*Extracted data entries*
▬▬▬▬▬▬

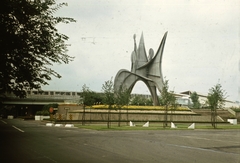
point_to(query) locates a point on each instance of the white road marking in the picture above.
(17, 128)
(4, 122)
(202, 149)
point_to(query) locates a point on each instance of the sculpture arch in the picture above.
(147, 69)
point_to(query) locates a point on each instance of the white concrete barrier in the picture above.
(58, 125)
(173, 125)
(192, 126)
(232, 121)
(49, 124)
(131, 124)
(146, 124)
(69, 125)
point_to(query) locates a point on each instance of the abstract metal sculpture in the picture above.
(146, 69)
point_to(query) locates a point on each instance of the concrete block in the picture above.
(49, 124)
(146, 124)
(69, 125)
(232, 121)
(131, 124)
(192, 126)
(173, 125)
(10, 116)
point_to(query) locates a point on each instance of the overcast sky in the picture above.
(201, 50)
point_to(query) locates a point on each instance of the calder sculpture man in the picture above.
(144, 68)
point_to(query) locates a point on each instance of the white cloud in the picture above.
(202, 46)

▬▬▬▬▬▬

*YOUR INSTRUCTIONS*
Copy the lines word for word, starting at the line containing "point_to(query) locates a point on each instance of the calder" and ending at the final line of the records.

*TASK SOLUTION*
point_to(query) locates a point on each instance of the calder sculpture man in the picture above.
(144, 68)
point_to(query) locates a point on each instance of the white cloud in the picture above.
(202, 46)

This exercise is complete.